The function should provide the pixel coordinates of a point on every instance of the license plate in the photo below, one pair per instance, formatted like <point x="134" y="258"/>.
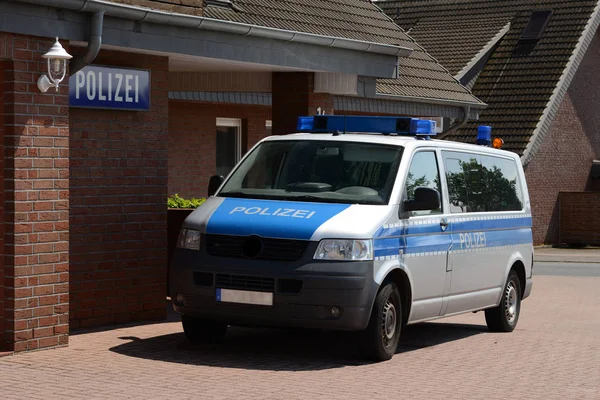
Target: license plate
<point x="245" y="297"/>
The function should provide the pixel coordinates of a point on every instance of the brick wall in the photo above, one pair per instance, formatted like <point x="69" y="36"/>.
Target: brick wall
<point x="564" y="161"/>
<point x="192" y="141"/>
<point x="2" y="314"/>
<point x="36" y="189"/>
<point x="118" y="205"/>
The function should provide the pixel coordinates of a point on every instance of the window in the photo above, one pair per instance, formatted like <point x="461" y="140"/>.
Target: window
<point x="423" y="172"/>
<point x="229" y="144"/>
<point x="317" y="171"/>
<point x="503" y="192"/>
<point x="482" y="183"/>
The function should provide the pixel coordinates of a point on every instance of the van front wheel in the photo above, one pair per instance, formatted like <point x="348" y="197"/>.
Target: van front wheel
<point x="379" y="340"/>
<point x="199" y="330"/>
<point x="505" y="316"/>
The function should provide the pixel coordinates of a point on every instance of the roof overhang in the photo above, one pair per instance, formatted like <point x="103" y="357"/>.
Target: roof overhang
<point x="480" y="59"/>
<point x="155" y="30"/>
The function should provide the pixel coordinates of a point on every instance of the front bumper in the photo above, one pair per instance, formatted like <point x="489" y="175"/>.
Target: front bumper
<point x="304" y="291"/>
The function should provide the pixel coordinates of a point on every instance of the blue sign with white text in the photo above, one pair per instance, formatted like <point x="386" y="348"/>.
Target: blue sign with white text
<point x="110" y="88"/>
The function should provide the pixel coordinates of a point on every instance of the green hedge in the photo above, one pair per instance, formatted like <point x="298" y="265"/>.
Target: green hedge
<point x="177" y="201"/>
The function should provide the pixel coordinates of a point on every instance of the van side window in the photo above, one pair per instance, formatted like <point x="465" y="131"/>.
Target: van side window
<point x="481" y="183"/>
<point x="503" y="192"/>
<point x="423" y="172"/>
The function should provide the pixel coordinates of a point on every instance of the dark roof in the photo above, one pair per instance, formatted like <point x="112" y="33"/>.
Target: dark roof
<point x="421" y="75"/>
<point x="518" y="88"/>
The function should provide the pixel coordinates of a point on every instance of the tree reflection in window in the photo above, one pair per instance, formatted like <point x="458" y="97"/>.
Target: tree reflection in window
<point x="482" y="183"/>
<point x="423" y="172"/>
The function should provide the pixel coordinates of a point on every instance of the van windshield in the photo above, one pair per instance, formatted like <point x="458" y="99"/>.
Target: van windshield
<point x="317" y="171"/>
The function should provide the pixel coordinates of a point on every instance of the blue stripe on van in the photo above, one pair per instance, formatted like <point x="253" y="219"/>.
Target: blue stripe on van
<point x="271" y="218"/>
<point x="462" y="241"/>
<point x="456" y="226"/>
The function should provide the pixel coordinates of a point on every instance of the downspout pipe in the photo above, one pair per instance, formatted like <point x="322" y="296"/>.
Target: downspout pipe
<point x="94" y="44"/>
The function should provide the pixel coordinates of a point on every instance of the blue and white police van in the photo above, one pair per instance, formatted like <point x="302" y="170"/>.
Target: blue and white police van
<point x="357" y="223"/>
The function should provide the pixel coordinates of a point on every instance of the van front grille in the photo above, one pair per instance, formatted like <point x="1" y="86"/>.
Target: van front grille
<point x="244" y="282"/>
<point x="254" y="247"/>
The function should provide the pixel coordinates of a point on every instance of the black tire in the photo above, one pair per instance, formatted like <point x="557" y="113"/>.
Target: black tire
<point x="199" y="330"/>
<point x="505" y="316"/>
<point x="379" y="341"/>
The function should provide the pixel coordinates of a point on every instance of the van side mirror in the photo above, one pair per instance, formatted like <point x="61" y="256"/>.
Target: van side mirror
<point x="214" y="183"/>
<point x="425" y="199"/>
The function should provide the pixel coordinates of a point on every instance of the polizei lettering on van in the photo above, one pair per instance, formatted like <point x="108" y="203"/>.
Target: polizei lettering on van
<point x="279" y="212"/>
<point x="474" y="240"/>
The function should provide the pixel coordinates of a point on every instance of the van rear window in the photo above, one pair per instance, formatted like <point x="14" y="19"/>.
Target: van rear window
<point x="482" y="183"/>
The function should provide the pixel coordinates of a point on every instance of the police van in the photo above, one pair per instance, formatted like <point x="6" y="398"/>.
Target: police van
<point x="357" y="223"/>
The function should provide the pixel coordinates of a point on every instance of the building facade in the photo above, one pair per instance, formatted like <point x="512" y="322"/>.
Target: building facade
<point x="158" y="96"/>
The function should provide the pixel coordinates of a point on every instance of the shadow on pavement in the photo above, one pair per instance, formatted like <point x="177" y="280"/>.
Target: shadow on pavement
<point x="282" y="349"/>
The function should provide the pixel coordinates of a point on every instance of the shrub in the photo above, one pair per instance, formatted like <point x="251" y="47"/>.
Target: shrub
<point x="177" y="201"/>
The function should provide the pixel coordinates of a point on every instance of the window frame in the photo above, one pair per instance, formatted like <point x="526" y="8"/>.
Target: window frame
<point x="231" y="123"/>
<point x="443" y="188"/>
<point x="478" y="156"/>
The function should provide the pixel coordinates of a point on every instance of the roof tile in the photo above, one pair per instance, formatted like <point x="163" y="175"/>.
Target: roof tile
<point x="420" y="74"/>
<point x="517" y="88"/>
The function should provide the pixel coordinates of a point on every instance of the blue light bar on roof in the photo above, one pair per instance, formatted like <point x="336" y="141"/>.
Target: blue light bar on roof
<point x="366" y="124"/>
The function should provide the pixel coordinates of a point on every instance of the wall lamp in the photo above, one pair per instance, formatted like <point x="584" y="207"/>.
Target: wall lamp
<point x="57" y="58"/>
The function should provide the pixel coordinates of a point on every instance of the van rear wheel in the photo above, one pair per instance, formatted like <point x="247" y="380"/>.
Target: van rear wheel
<point x="199" y="330"/>
<point x="379" y="340"/>
<point x="505" y="316"/>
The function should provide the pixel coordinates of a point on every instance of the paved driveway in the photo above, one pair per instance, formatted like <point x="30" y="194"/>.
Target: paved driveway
<point x="553" y="354"/>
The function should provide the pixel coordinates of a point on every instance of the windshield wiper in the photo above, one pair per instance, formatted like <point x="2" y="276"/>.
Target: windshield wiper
<point x="242" y="195"/>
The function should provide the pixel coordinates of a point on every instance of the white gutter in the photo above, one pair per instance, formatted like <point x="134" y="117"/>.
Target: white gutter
<point x="442" y="102"/>
<point x="483" y="52"/>
<point x="142" y="14"/>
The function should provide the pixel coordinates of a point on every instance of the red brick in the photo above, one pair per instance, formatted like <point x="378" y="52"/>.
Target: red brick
<point x="43" y="311"/>
<point x="43" y="332"/>
<point x="49" y="342"/>
<point x="48" y="321"/>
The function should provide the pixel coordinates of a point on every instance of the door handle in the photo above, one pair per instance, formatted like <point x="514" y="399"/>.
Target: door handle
<point x="444" y="224"/>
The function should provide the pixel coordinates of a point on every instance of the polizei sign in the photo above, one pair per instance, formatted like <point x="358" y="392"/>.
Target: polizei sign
<point x="110" y="88"/>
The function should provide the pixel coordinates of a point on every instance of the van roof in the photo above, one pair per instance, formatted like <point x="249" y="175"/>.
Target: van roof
<point x="393" y="140"/>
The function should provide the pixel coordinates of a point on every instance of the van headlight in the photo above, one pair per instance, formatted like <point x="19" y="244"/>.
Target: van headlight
<point x="189" y="239"/>
<point x="344" y="250"/>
_ _ _ _ _
Reproduce all of the material above, swapping every occurrence of "Target" for "Object" and leaving everything else unchanged. Omit the pictures.

The function should provide the pixel coordinates of a point on every instance of the license plate in the photo below, one pair per instance, formatted like <point x="134" y="258"/>.
Object: license plate
<point x="245" y="297"/>
The function should provide the pixel coordinates of a point on every instance of the brick wall in the photo above, one pair per instance, formatted like <point x="69" y="36"/>.
Object: brick wall
<point x="564" y="161"/>
<point x="192" y="141"/>
<point x="2" y="314"/>
<point x="36" y="189"/>
<point x="118" y="205"/>
The function should provide the pixel coordinates of a point on every instance of the window in the photo above, one pair per instance, formatted like <point x="461" y="140"/>.
Object: window
<point x="423" y="172"/>
<point x="229" y="144"/>
<point x="317" y="171"/>
<point x="503" y="192"/>
<point x="482" y="183"/>
The function should provide the pixel coordinates of a point on every instance of the van front wheel in the photo above, one pair per instance, formatted like <point x="348" y="197"/>.
Object: van front wheel
<point x="379" y="340"/>
<point x="199" y="330"/>
<point x="505" y="316"/>
The function should provide the pixel coordinates of a point on every instance of the roof overhang in the photo above, one pair per instance, formatted like <point x="103" y="357"/>.
Object: roof overhang
<point x="480" y="59"/>
<point x="155" y="30"/>
The function should provide the pixel coordinates of a point on every instance of the front bumper in the photo above, one pair per instance, formatted like <point x="489" y="175"/>.
Object: front bumper
<point x="304" y="291"/>
The function should provide the pixel coordinates of a point on every instance of the blue sign with white text in the photo above, one pair per instance, formatted like <point x="386" y="348"/>.
Object: blue sign with white text
<point x="110" y="88"/>
The function should provide the pixel coordinates of a point on every instance of the green hedge in the photo above, one pair per instance, formatted like <point x="298" y="265"/>.
Object: green hedge
<point x="177" y="201"/>
The function should provide the pixel coordinates of a point on every instance of the van side window in the photo above, one pair per instance, formatted like <point x="465" y="131"/>.
Object: van side window
<point x="481" y="183"/>
<point x="503" y="192"/>
<point x="423" y="172"/>
The function should provide the pixel coordinates of a point on every instance of the dark roof in the photo above, one pair per instance, formatted like <point x="112" y="33"/>.
Object: dark roof
<point x="421" y="75"/>
<point x="518" y="88"/>
The function should provide the pixel coordinates of a point on every instance of the tree reflection in window in the photo above, one pair per instance, formatted like <point x="458" y="97"/>.
Object: tree reflection in window
<point x="482" y="183"/>
<point x="423" y="172"/>
The function should provide the pixel coordinates of a point on every instance of the van windshield in the photo above, one pair per instance, formatted like <point x="458" y="99"/>.
Object: van windshield
<point x="317" y="171"/>
The function should provide the pixel coordinates of a point on every instance of the blue stripe on van in the photo above, one pair per instance, formatted like <point x="253" y="219"/>.
Object: blue stripe on van
<point x="271" y="218"/>
<point x="462" y="241"/>
<point x="456" y="226"/>
The function should provide the pixel coordinates of a point on every instance of the downspout pipe in the photo above, one pair per instance, formatted like <point x="322" y="296"/>.
Object: downspout pipe
<point x="94" y="44"/>
The function should provide the pixel coordinates of a point on every instance of the blue and white police van in the photo above, one pair per instance, formatted like <point x="302" y="170"/>.
Object: blue and white police van
<point x="357" y="223"/>
The function should provide the pixel coordinates of a point on every instance of the van front grille in the photo above, one pair per instance, formatted like <point x="1" y="86"/>.
Object: van front grille
<point x="244" y="282"/>
<point x="254" y="247"/>
The function should provide the pixel coordinates of a point on every instance of the black tire in the photo above, one pair per instance, formatted like <point x="557" y="113"/>.
Object: black tire
<point x="199" y="330"/>
<point x="505" y="316"/>
<point x="379" y="341"/>
The function should provide the pixel coordinates of a point on every instance of the van side mirror in the photo above, one pair per instance, formatted like <point x="61" y="256"/>.
Object: van side mirror
<point x="214" y="183"/>
<point x="425" y="199"/>
The function should provide the pixel coordinates of a point on every instance of the polizei lettering on van in the photo above, one pair per instance, formatted like <point x="108" y="203"/>.
Object: polizei lettering on van
<point x="279" y="212"/>
<point x="474" y="240"/>
The function should provide the pixel coordinates of a point on every instance of the van rear window in the photo above, one pair per instance, formatted like <point x="14" y="19"/>.
Object: van rear window
<point x="482" y="183"/>
The function should provide the pixel coordinates of a point on every instance of the police van in the photo above, one pair per instance, formatted like <point x="6" y="398"/>.
Object: police van
<point x="357" y="223"/>
The function should provide the pixel coordinates of a point on every instance of the building facade in the photo above, one pair per instance, formatted like <point x="512" y="322"/>.
Object: building facade
<point x="158" y="96"/>
The function should provide the pixel coordinates of a point on every instance of the shadow on pavement in the photo above, one pair per instance, formatted like <point x="177" y="280"/>.
Object: shadow on pavement
<point x="282" y="349"/>
The function should provide the pixel coordinates of a point on every instance of the shrub in the photo above, one pair per instance, formatted like <point x="251" y="47"/>.
Object: shrub
<point x="177" y="201"/>
The function should provide the pixel coordinates of a point on every instance of the window frame in the photo above, one pair per instance, formatted like <point x="526" y="8"/>.
Object: window frame
<point x="231" y="123"/>
<point x="443" y="188"/>
<point x="478" y="156"/>
The function should provide the pixel coordinates of a point on every instance of the roof tile in the photo above, one pair per instance, formatted like <point x="163" y="175"/>.
Object: roof tile
<point x="420" y="74"/>
<point x="517" y="88"/>
The function should provide the pixel coordinates of a point on every instance of the blue light bar on roof in the photo above, one pair per instance, formatted like <point x="336" y="141"/>.
Object: blue light bar on roof
<point x="366" y="124"/>
The function should provide the pixel coordinates of a point on every instance of the wall lamp in the photo above, one pair per instance, formatted like <point x="584" y="207"/>.
Object: wall lamp
<point x="57" y="58"/>
The function should provide the pixel coordinates of a point on every instance of the van rear wheel in the photo above, one pair per instance, formatted like <point x="247" y="380"/>.
Object: van rear wheel
<point x="199" y="330"/>
<point x="379" y="340"/>
<point x="505" y="316"/>
The function should provide the pixel coordinates of a point on every instance of the paved driveway in the photo above, one pair per instance, formatted like <point x="30" y="194"/>.
Object: paved driveway
<point x="553" y="354"/>
The function should provide the pixel coordinates of a point on every instance of the windshield wiper in the photo above, one pair per instance, formatted like <point x="2" y="276"/>.
Object: windshield wiper
<point x="242" y="195"/>
The function should provide the pixel coordinates of a point on every instance of the white gutter in the photo above, one pair per instance, formatted like <point x="134" y="117"/>.
Object: white gutter
<point x="442" y="102"/>
<point x="483" y="52"/>
<point x="142" y="14"/>
The function should provide the pixel coordinates of a point on every instance of the red brick in the photo above, one pair per instance, formatted like <point x="378" y="52"/>.
Object: red brick
<point x="43" y="311"/>
<point x="43" y="332"/>
<point x="49" y="342"/>
<point x="48" y="321"/>
The function should provide the pixel coordinates of a point on every instance of the door handle in the photo above, one pair per instance, formatted like <point x="514" y="399"/>.
Object: door handle
<point x="444" y="224"/>
The function should provide the pixel coordinates of a point on every instance of the polizei sign in the photo above, one pair per instance, formatted like <point x="358" y="392"/>.
Object: polizei sign
<point x="110" y="88"/>
The function should provide the pixel coordinates of a point on every instance of the van roof in the photo above, one pair per instance, formatted like <point x="249" y="175"/>.
Object: van roof
<point x="393" y="140"/>
The function should provide the pixel coordinates of a point on every instance of the van headlight in the photo above, one pair per instance, formatted like <point x="19" y="244"/>.
Object: van headlight
<point x="189" y="239"/>
<point x="344" y="250"/>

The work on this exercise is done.